--- begin PROVIDED MATERIAL ---

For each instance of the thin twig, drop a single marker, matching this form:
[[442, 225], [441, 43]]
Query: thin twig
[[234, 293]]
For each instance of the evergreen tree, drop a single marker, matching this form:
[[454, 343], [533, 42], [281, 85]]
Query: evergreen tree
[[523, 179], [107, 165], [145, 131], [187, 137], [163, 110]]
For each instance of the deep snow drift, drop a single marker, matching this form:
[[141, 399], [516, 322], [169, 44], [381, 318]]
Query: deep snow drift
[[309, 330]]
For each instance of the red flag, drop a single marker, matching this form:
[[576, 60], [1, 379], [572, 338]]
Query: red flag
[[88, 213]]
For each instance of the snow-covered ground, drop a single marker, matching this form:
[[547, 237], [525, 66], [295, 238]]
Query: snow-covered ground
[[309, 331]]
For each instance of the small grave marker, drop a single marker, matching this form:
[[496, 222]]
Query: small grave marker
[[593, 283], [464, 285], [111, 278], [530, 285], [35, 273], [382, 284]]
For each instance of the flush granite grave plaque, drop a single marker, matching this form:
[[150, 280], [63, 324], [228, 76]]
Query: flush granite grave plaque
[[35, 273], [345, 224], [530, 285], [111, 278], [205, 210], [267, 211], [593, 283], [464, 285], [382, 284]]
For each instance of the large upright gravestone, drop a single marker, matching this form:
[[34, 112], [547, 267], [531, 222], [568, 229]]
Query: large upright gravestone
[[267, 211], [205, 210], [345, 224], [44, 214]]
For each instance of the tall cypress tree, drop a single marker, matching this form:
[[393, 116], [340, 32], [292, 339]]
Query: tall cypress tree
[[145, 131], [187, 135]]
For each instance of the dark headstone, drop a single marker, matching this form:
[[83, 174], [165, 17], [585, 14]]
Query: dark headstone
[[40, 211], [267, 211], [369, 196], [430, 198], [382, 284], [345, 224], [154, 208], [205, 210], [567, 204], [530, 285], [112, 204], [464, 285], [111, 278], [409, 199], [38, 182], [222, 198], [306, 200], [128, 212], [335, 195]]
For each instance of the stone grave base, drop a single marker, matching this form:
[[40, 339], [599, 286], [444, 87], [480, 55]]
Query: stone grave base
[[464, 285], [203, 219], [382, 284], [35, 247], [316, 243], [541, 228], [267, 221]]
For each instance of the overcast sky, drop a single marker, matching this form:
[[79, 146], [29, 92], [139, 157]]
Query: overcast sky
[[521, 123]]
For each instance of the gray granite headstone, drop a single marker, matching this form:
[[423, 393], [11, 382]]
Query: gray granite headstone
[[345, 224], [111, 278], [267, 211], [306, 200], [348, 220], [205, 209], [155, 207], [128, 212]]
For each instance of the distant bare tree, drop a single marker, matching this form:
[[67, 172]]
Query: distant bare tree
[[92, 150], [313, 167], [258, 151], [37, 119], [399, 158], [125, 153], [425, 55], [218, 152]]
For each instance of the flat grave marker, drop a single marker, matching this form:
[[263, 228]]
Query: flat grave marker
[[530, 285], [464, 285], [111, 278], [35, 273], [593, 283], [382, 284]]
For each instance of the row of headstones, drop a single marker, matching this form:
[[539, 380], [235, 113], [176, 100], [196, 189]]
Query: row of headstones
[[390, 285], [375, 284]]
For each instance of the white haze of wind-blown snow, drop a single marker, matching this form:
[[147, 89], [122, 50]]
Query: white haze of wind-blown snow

--- end PROVIDED MATERIAL ---

### TASK GOAL
Each record above should be output again exactly.

### EXERCISE OUTPUT
For each instance of the thin twig, drop a single marker, matching this form:
[[442, 225], [441, 43]]
Query: thin twig
[[234, 293]]
For each instance of the evergreen tree, drop a single marker, matching this form:
[[454, 343], [533, 42], [281, 85]]
Query: evergreen tree
[[523, 179], [107, 165], [145, 131], [187, 137], [163, 110]]
For each instance of the deep snow drift, drop a single marker, matching this form:
[[141, 399], [516, 322], [169, 44], [381, 318]]
Query: deep snow drift
[[309, 330]]
For each instance of the red flag, drop a single marker, matching this form:
[[576, 60], [1, 379], [572, 338]]
Query: red flag
[[88, 213]]
For each instance of the snow-covered ground, drop a single marker, matching this form:
[[547, 237], [525, 66], [295, 238]]
Query: snow-covered ground
[[309, 331]]
For each instance of the small grave marker, drop a single marker, matching this form:
[[496, 222]]
Query: small grave marker
[[593, 283], [464, 285], [111, 278], [530, 285], [35, 273], [382, 284]]
For each instance of the flush granite grave plaque, drop a single marker, matching this form:
[[150, 280], [63, 324], [228, 76]]
Query: flush granite grave plaque
[[35, 273], [345, 224], [530, 285], [111, 278], [205, 210], [267, 211], [593, 283], [464, 285], [382, 284]]
For each instance of the large upright gravestone, drop a single marker, matching this form:
[[34, 112], [547, 267], [531, 222], [568, 229]]
Query: large upright gravestone
[[267, 211], [205, 210], [345, 224], [44, 214]]
For each instance of the tall cypress tree, drop a single marker, matching this form:
[[393, 116], [340, 32], [292, 339]]
Query: tall cypress tree
[[145, 131], [187, 135]]
For each instance of the dark headstone, drop a single marker, matching this form:
[[83, 174], [165, 17], [585, 14]]
Query: dark headstone
[[40, 211], [267, 211], [369, 196], [430, 198], [382, 284], [345, 224], [154, 208], [205, 210], [567, 204], [530, 285], [112, 204], [464, 285], [111, 278], [409, 199], [38, 182], [222, 198], [306, 200], [128, 212], [335, 195]]
For each instance of the stone grave base, drop a single marker, matching this form:
[[40, 339], [599, 286], [444, 87], [480, 55]]
Query: stone grave base
[[464, 285], [203, 219], [382, 284], [35, 247], [316, 243], [541, 228], [267, 221]]
For each instance of the overcast sky, drop a single marker, matching this form:
[[79, 146], [29, 92], [139, 157]]
Query: overcast sky
[[521, 123]]
For each instance of the gray granite headstone, drop a single marker, matching this form:
[[423, 393], [11, 382]]
Query: gray granite headstone
[[345, 224], [111, 278], [267, 211], [306, 200], [348, 220], [205, 209], [155, 207], [128, 212]]
For each instance of the distant bare tree, drop a single marker, matching this form:
[[67, 172]]
Query: distant bare tree
[[92, 150], [313, 167], [258, 151], [37, 119], [399, 158], [125, 153], [425, 55], [218, 152]]
For each instance of the flat grave marker, drop a single marker, matching this form:
[[263, 228]]
Query: flat grave marker
[[530, 285], [464, 285], [111, 278], [35, 273], [593, 283], [382, 284]]
For each instance of the row of headstones, drop a single marker, matching this form:
[[539, 380], [235, 113], [176, 100], [196, 189]]
Query: row of headstones
[[390, 285], [375, 284]]
For each instance of the white haze of wind-blown snow, drop a single marker, matching this form:
[[147, 89], [122, 50]]
Query: white haze of wind-blown snow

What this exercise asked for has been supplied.